Point labeling dataset excerpts:
## Begin

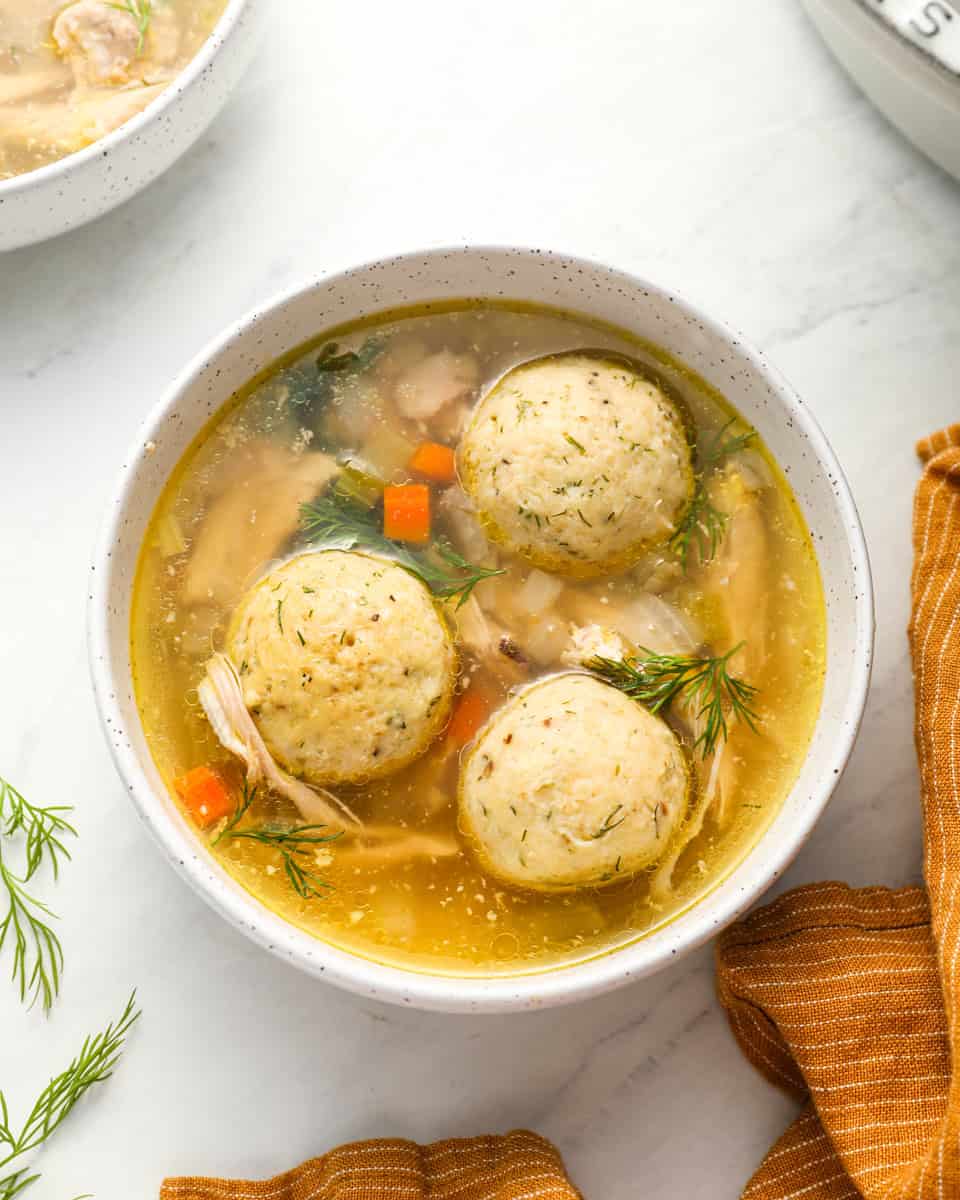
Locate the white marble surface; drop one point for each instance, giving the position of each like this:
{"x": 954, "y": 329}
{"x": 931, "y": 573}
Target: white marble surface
{"x": 725, "y": 156}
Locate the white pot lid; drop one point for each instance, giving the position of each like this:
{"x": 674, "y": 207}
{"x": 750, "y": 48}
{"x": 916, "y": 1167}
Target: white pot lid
{"x": 905, "y": 54}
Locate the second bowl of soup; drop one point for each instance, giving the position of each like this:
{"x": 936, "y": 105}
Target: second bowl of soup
{"x": 481, "y": 628}
{"x": 97, "y": 97}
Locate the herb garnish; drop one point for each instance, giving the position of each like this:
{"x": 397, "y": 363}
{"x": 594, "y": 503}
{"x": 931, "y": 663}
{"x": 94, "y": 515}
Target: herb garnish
{"x": 703, "y": 525}
{"x": 337, "y": 521}
{"x": 142, "y": 11}
{"x": 611, "y": 822}
{"x": 311, "y": 385}
{"x": 705, "y": 684}
{"x": 37, "y": 954}
{"x": 292, "y": 843}
{"x": 94, "y": 1065}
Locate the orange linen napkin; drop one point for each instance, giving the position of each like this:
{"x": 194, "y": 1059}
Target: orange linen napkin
{"x": 516, "y": 1167}
{"x": 849, "y": 1000}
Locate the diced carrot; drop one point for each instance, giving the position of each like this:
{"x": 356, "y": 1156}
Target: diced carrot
{"x": 204, "y": 796}
{"x": 469, "y": 714}
{"x": 406, "y": 513}
{"x": 436, "y": 462}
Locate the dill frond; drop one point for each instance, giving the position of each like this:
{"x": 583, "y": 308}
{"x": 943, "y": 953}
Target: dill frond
{"x": 25, "y": 924}
{"x": 717, "y": 696}
{"x": 703, "y": 526}
{"x": 142, "y": 11}
{"x": 94, "y": 1065}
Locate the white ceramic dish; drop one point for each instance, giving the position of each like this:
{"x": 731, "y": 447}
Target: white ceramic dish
{"x": 905, "y": 54}
{"x": 83, "y": 186}
{"x": 573, "y": 283}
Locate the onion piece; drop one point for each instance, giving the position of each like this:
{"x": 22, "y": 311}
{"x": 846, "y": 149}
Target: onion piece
{"x": 652, "y": 623}
{"x": 538, "y": 593}
{"x": 222, "y": 700}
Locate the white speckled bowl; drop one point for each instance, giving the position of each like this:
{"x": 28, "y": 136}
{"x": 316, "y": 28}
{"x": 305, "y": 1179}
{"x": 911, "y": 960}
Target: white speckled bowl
{"x": 83, "y": 186}
{"x": 721, "y": 357}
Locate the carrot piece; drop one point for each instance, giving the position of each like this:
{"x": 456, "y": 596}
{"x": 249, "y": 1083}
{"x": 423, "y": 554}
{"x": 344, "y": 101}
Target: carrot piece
{"x": 406, "y": 513}
{"x": 204, "y": 796}
{"x": 436, "y": 462}
{"x": 469, "y": 714}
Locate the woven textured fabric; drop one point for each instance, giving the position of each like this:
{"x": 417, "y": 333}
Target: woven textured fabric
{"x": 517, "y": 1167}
{"x": 849, "y": 1000}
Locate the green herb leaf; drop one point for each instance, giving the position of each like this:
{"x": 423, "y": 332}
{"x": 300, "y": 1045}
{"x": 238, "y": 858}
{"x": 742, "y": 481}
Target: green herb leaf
{"x": 25, "y": 925}
{"x": 142, "y": 11}
{"x": 94, "y": 1065}
{"x": 706, "y": 684}
{"x": 703, "y": 525}
{"x": 337, "y": 522}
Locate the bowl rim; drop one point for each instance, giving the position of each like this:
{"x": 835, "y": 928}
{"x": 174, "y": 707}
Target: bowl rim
{"x": 451, "y": 993}
{"x": 130, "y": 129}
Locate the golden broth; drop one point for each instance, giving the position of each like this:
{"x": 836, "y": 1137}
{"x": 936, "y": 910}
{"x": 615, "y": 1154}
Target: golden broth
{"x": 447, "y": 916}
{"x": 53, "y": 105}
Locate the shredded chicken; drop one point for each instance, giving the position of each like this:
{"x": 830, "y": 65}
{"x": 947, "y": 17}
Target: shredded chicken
{"x": 222, "y": 700}
{"x": 263, "y": 498}
{"x": 589, "y": 642}
{"x": 77, "y": 124}
{"x": 372, "y": 845}
{"x": 491, "y": 643}
{"x": 99, "y": 40}
{"x": 435, "y": 382}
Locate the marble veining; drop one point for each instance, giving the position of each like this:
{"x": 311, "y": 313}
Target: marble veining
{"x": 774, "y": 197}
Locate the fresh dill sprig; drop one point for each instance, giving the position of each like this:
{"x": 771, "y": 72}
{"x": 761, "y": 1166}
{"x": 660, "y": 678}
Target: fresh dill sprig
{"x": 331, "y": 359}
{"x": 246, "y": 798}
{"x": 703, "y": 525}
{"x": 717, "y": 696}
{"x": 292, "y": 843}
{"x": 142, "y": 11}
{"x": 94, "y": 1065}
{"x": 339, "y": 522}
{"x": 37, "y": 953}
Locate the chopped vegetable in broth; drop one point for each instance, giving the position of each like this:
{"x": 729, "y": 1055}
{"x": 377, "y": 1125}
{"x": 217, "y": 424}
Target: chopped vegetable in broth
{"x": 70, "y": 73}
{"x": 478, "y": 639}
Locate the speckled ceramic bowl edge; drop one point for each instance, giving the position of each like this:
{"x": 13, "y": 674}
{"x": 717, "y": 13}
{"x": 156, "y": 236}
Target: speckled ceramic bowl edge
{"x": 713, "y": 349}
{"x": 67, "y": 193}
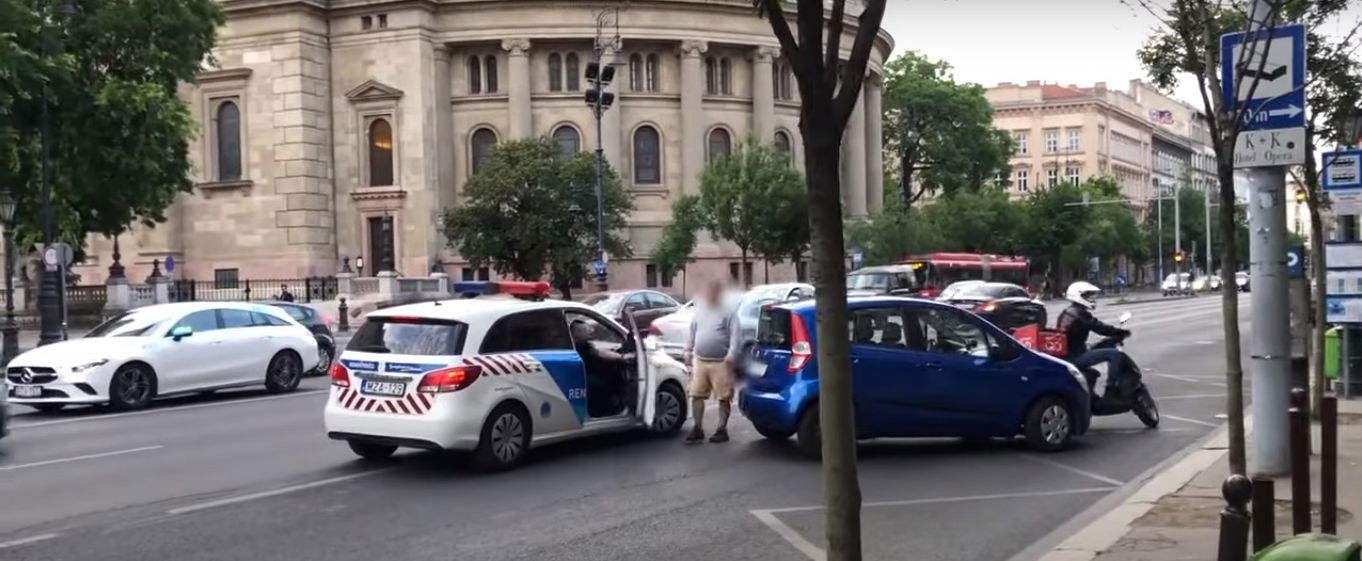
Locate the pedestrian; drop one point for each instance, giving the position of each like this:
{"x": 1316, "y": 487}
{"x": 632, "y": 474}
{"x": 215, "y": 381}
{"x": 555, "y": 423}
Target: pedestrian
{"x": 711, "y": 349}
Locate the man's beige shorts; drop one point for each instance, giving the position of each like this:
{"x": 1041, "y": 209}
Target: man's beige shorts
{"x": 707, "y": 376}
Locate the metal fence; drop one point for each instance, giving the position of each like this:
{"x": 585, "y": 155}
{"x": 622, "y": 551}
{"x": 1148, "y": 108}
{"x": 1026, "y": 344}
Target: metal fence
{"x": 313, "y": 289}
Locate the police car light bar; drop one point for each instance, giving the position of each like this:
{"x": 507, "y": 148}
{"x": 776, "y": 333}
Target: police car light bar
{"x": 520, "y": 289}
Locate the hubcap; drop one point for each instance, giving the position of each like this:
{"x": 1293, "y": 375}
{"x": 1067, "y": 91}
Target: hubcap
{"x": 134, "y": 387}
{"x": 1054, "y": 424}
{"x": 507, "y": 437}
{"x": 669, "y": 411}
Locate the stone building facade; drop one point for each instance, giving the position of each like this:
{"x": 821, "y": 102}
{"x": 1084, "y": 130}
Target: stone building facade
{"x": 342, "y": 130}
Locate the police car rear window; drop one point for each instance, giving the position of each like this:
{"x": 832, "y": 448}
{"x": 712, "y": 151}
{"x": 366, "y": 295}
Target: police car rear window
{"x": 402, "y": 335}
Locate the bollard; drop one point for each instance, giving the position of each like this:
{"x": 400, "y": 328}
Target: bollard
{"x": 1234, "y": 519}
{"x": 343, "y": 326}
{"x": 1329, "y": 465}
{"x": 1300, "y": 470}
{"x": 1264, "y": 512}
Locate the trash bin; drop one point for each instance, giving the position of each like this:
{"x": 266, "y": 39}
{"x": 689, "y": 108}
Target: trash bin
{"x": 1332, "y": 353}
{"x": 1310, "y": 548}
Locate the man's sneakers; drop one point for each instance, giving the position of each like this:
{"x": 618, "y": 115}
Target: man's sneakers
{"x": 696, "y": 436}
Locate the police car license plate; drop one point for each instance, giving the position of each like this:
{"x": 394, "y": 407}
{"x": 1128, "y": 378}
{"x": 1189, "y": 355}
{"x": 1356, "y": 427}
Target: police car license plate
{"x": 383, "y": 388}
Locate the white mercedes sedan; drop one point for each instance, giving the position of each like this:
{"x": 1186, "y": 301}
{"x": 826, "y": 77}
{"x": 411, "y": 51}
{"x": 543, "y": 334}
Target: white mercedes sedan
{"x": 162, "y": 350}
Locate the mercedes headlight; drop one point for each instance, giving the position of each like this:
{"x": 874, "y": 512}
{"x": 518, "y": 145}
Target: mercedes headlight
{"x": 90, "y": 365}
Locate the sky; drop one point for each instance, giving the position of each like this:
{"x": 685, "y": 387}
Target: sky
{"x": 1056, "y": 41}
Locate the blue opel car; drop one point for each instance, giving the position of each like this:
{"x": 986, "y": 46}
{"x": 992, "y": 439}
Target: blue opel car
{"x": 918, "y": 369}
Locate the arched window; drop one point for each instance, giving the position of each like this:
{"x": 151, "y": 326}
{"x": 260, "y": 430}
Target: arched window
{"x": 568, "y": 139}
{"x": 782, "y": 142}
{"x": 635, "y": 72}
{"x": 555, "y": 72}
{"x": 380, "y": 153}
{"x": 574, "y": 74}
{"x": 229, "y": 142}
{"x": 725, "y": 76}
{"x": 492, "y": 74}
{"x": 719, "y": 143}
{"x": 647, "y": 158}
{"x": 711, "y": 75}
{"x": 653, "y": 72}
{"x": 482, "y": 142}
{"x": 474, "y": 75}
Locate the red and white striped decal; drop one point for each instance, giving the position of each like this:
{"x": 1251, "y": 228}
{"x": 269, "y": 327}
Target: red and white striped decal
{"x": 507, "y": 364}
{"x": 414, "y": 403}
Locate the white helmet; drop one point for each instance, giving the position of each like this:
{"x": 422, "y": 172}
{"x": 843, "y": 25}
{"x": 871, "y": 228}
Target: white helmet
{"x": 1083, "y": 293}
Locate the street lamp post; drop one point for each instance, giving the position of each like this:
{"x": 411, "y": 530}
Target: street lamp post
{"x": 10, "y": 331}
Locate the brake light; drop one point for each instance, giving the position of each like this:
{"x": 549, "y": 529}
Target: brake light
{"x": 339, "y": 376}
{"x": 800, "y": 347}
{"x": 450, "y": 379}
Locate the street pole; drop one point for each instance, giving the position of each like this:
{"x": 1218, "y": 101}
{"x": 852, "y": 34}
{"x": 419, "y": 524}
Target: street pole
{"x": 1271, "y": 345}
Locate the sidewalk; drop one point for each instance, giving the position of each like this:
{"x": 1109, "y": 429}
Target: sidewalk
{"x": 1176, "y": 515}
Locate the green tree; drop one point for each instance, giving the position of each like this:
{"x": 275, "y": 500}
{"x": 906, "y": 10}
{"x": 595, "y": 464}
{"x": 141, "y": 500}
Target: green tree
{"x": 940, "y": 131}
{"x": 119, "y": 131}
{"x": 828, "y": 91}
{"x": 531, "y": 211}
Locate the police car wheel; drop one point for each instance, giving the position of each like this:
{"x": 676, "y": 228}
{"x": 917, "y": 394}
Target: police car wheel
{"x": 283, "y": 373}
{"x": 670, "y": 413}
{"x": 505, "y": 437}
{"x": 371, "y": 451}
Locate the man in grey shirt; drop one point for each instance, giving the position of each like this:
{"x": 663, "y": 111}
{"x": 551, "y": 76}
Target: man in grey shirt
{"x": 711, "y": 349}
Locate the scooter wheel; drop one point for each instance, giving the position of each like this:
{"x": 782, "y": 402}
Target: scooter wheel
{"x": 1146, "y": 409}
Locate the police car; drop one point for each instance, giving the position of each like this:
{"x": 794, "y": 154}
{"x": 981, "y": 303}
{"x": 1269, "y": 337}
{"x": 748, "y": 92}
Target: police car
{"x": 496, "y": 373}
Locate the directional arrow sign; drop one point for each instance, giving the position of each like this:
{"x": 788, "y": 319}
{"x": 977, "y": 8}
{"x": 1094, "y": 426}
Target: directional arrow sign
{"x": 1263, "y": 74}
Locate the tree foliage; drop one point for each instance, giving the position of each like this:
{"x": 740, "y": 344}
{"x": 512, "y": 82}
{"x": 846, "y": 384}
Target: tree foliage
{"x": 940, "y": 131}
{"x": 530, "y": 211}
{"x": 108, "y": 74}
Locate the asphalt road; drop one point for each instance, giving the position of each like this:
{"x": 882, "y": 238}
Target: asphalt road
{"x": 243, "y": 475}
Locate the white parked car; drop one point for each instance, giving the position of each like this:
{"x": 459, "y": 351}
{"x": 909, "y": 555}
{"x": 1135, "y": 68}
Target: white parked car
{"x": 497, "y": 375}
{"x": 166, "y": 349}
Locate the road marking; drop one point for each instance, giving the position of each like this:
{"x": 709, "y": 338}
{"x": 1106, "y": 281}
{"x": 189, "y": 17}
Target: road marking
{"x": 1192, "y": 421}
{"x": 790, "y": 535}
{"x": 26, "y": 541}
{"x": 268, "y": 493}
{"x": 32, "y": 425}
{"x": 89, "y": 456}
{"x": 1073, "y": 470}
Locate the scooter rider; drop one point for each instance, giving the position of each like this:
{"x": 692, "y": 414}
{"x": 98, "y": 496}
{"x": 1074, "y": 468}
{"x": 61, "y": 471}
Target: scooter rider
{"x": 1078, "y": 322}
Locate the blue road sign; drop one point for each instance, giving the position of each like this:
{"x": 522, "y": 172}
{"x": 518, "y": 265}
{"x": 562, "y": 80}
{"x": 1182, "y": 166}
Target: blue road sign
{"x": 1264, "y": 72}
{"x": 1295, "y": 262}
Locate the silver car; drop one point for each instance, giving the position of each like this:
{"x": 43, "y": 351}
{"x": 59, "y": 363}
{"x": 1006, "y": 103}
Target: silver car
{"x": 672, "y": 330}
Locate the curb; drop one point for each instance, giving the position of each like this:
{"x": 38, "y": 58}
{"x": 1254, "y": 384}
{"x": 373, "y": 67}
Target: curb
{"x": 1080, "y": 539}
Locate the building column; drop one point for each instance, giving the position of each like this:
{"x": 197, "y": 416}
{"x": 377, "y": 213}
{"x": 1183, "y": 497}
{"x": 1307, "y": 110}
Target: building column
{"x": 875, "y": 146}
{"x": 853, "y": 161}
{"x": 518, "y": 87}
{"x": 763, "y": 95}
{"x": 612, "y": 132}
{"x": 692, "y": 115}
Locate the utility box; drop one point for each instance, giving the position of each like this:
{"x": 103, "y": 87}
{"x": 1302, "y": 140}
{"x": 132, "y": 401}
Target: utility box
{"x": 1310, "y": 548}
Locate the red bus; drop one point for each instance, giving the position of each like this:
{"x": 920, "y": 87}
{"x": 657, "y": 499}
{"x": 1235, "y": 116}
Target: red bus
{"x": 936, "y": 271}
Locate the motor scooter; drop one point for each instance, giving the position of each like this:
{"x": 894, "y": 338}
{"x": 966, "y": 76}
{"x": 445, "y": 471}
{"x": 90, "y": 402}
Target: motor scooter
{"x": 1131, "y": 392}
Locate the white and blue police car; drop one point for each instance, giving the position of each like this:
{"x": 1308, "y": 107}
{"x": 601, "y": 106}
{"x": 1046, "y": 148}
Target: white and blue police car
{"x": 496, "y": 373}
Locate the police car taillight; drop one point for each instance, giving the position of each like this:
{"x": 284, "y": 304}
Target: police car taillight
{"x": 450, "y": 379}
{"x": 339, "y": 375}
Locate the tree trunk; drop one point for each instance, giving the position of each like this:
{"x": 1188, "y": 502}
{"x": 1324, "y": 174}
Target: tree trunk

## End

What is needed: Output an exact copy of the lines beginning at the one that holds "Locate the utility" and running through the final line of the records.

Exercise answer:
Locate the utility box; drop one point for each instance, giving the position of each like this:
{"x": 103, "y": 87}
{"x": 1302, "y": 140}
{"x": 132, "y": 401}
Target: utility box
{"x": 1310, "y": 548}
Locate the red bus; drop one point for each instance, giving the position of each like this:
{"x": 920, "y": 87}
{"x": 657, "y": 499}
{"x": 1235, "y": 116}
Target: red bus
{"x": 936, "y": 271}
Locate the motor scooter; drop one point for each instance, giving the position of each like this:
{"x": 894, "y": 338}
{"x": 966, "y": 76}
{"x": 445, "y": 471}
{"x": 90, "y": 402}
Target: motor scooter
{"x": 1131, "y": 392}
Locate the white and blue police car; drop one point for each instance, giving the position of each like this:
{"x": 1308, "y": 107}
{"x": 601, "y": 106}
{"x": 1046, "y": 148}
Target: white and blue police car
{"x": 496, "y": 373}
Locate the police car taillight; drop one point for each instance, giving the position of each like this:
{"x": 284, "y": 304}
Target: police car taillight
{"x": 450, "y": 379}
{"x": 339, "y": 375}
Locate the tree trunk; drop one point for each instance, giving the position of each like this:
{"x": 1188, "y": 502}
{"x": 1324, "y": 174}
Target: tree trunk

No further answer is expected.